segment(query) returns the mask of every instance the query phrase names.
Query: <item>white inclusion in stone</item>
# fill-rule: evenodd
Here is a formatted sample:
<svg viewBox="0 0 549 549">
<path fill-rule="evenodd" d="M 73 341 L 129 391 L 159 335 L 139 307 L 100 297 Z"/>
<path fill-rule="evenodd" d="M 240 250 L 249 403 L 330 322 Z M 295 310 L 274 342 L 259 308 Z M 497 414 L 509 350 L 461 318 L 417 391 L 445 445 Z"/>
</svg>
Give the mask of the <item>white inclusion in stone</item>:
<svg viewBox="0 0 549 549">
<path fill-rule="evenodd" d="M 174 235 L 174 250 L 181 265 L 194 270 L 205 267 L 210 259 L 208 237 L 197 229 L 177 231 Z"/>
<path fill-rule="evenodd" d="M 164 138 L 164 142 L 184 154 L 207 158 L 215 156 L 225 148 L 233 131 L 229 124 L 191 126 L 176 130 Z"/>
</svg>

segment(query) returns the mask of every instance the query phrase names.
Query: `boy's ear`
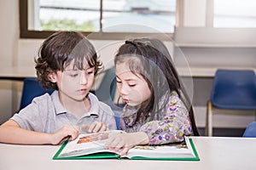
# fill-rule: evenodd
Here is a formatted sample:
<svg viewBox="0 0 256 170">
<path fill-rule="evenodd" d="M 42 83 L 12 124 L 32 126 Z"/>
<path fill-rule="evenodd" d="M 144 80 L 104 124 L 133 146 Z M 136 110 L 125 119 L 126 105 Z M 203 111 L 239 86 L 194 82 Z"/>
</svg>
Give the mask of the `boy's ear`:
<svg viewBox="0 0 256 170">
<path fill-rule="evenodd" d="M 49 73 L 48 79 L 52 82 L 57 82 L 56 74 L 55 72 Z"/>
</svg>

☆ ☆ ☆ ☆

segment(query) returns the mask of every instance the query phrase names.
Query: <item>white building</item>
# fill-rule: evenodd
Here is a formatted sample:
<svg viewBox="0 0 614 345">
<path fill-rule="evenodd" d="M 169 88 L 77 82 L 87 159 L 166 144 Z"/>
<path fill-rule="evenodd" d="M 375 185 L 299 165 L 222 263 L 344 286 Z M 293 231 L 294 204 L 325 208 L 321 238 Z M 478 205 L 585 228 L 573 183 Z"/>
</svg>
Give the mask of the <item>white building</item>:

☆ ☆ ☆ ☆

Extract each line of the data above that contains the word "white" and copy those lines in full, in their original order.

Query: <item>white inclusion in stone</item>
Give the mask of the <item>white inclusion in stone</item>:
Query: <item>white building</item>
Give the mask of the <item>white building</item>:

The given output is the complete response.